Data:

....................

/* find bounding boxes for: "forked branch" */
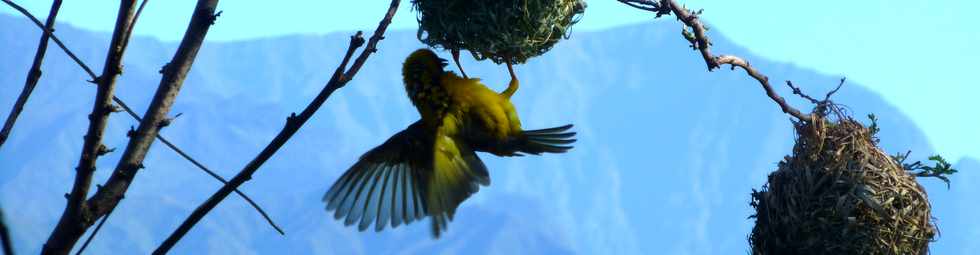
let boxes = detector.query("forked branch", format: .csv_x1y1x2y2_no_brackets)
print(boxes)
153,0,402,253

....................

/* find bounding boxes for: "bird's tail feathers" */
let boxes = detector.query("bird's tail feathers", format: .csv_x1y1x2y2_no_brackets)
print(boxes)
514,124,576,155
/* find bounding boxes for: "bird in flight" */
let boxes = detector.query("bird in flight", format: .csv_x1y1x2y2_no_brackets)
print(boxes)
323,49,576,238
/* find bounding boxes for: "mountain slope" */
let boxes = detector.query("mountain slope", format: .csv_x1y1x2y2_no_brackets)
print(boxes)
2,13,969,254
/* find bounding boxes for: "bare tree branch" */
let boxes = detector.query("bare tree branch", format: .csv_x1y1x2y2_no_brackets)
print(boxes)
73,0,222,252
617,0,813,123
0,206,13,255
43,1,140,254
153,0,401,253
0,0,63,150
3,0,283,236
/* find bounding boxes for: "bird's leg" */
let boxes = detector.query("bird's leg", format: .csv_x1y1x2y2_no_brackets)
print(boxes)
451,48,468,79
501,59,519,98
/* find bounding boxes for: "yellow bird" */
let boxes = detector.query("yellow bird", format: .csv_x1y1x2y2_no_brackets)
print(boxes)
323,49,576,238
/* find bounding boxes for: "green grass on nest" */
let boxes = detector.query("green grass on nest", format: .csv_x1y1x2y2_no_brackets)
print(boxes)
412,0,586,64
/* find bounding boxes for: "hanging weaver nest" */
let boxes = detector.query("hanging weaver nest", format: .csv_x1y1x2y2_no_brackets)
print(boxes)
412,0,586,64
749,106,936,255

....................

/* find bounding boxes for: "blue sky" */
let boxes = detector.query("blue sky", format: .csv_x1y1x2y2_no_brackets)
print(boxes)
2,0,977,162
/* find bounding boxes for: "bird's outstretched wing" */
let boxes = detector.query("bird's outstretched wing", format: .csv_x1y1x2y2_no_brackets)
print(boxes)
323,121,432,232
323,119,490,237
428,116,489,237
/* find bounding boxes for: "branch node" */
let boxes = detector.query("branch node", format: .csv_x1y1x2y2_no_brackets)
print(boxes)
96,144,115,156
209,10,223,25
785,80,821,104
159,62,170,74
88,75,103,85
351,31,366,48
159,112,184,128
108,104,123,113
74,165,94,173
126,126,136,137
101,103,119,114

....................

Brief:
Look over the records above and say how many lines hold the word "slope", giving the number alone.

Task answer:
2